Listed entries: Begin

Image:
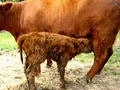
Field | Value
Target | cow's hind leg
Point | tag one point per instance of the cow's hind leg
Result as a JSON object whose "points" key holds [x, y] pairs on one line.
{"points": [[49, 62], [102, 52], [29, 72], [110, 52]]}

Listed entries: End

**Task objective**
Your answer must be an exact copy of every entry, with the pictures left out.

**Solution to the problem**
Image:
Field | Value
Target | cow's hind leg
Point | tag one point per instance of the cow's hind leg
Result as a JSON object whose "points" key holds [x, y] pairs on one line.
{"points": [[49, 62], [102, 52], [29, 72], [110, 52]]}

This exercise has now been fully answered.